## What to produce
Each entry that follows should be retyped in full and exactly.

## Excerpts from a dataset
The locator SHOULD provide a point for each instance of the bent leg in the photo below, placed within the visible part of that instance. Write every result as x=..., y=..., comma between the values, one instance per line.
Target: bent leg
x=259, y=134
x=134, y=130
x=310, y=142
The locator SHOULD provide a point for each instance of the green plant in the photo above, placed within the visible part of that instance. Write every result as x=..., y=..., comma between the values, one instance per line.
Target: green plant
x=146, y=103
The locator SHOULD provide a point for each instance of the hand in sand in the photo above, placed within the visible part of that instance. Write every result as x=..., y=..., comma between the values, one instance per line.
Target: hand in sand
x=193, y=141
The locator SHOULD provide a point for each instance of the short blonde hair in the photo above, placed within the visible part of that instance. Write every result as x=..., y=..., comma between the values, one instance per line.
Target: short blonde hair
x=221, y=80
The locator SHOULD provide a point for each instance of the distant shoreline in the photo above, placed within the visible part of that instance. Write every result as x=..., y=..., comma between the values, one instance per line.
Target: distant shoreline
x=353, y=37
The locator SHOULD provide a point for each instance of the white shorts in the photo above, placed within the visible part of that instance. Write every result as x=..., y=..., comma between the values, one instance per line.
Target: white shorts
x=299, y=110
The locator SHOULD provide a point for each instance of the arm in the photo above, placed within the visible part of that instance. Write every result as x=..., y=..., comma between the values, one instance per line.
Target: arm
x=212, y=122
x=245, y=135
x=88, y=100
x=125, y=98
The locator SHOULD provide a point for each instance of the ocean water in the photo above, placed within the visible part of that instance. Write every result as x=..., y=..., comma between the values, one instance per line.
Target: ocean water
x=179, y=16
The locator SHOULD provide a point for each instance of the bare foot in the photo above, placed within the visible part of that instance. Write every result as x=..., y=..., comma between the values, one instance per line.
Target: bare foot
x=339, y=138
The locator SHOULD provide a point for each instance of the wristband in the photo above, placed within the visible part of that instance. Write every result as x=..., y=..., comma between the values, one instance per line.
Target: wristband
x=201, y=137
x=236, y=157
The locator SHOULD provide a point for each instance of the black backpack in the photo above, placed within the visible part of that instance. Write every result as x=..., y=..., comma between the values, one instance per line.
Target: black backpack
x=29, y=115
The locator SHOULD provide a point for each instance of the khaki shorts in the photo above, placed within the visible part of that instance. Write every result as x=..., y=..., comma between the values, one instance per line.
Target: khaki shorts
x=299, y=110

## Task output
The locator SHOULD provide a point for each instance of the bent leg in the photo below, placed within the visible part of that instance. Write every result as x=..., y=..., comma between the values, one instance per line.
Target: bent leg
x=259, y=134
x=134, y=130
x=310, y=142
The locator SHOULD provide a point for each instance of the green plant in the photo above, placed within the visible part of that instance. Write every result as x=..., y=..., comma between the values, one instance per line.
Target: green plant
x=146, y=103
The locator SHOULD provide a point for each instance of the hand in sand in the photo above, placed within the visible part of that instance. Write every result as x=..., y=..., comma between the values, one instance per line.
Target: hand in sand
x=193, y=141
The locator SHOULD provide a point for each instance of the short blonde hair in the photo above, placed within the visible part of that instance. Write every result as x=..., y=..., comma between the values, one instance per line.
Target: short blonde hair
x=221, y=80
The locator SHOULD provide a point for each instance of the distant shoreline in the photo above, placed within the visible part of that instance. Write every result as x=..., y=..., comma between the values, one instance per line.
Target: distant shoreline
x=353, y=37
The locator SHOULD provide a point for each instance of the white shorts in the photo above, placed within the visible part of that instance. Write every result as x=..., y=..., comma between the values, one instance per line.
Target: white shorts
x=299, y=110
The locator SHOULD provide a point for each instance of the arm in the photo above, placed within the visible part of that instance. Write every result as x=..., y=..., comma between the values, one instance per line.
Target: arm
x=212, y=122
x=245, y=135
x=88, y=100
x=125, y=98
The locator SHOULD provide a point for each instance of the ocean water in the photo above, placed within the visible part of that instance. Write every result as x=..., y=..., comma between the values, one instance per line.
Target: ocean water
x=179, y=16
The locator SHOULD provide a point for each instance of the bare foot in the photo above, placed within the visible part of that instance. Write every result as x=..., y=..., comma between the values, one instance per line.
Target: bare foot
x=339, y=138
The locator SHOULD provide a point for each instance of the wristband in the photo above, placed within the visible part of that instance. Write every result as x=..., y=..., comma between the values, one instance per line.
Target: wristband
x=201, y=137
x=236, y=157
The locator SHOULD provide a point for each instance of the black backpack in the photo above, placed within the visible part of that instance. Write every result as x=..., y=..., comma between the values, one instance per line.
Target: black backpack
x=29, y=115
The locator SHOULD provide a point for each instance of the khaki shorts in the photo above, placed within the visible part of that instance. Write every result as x=..., y=..., comma between the values, one instance per line.
Target: khaki shorts
x=299, y=110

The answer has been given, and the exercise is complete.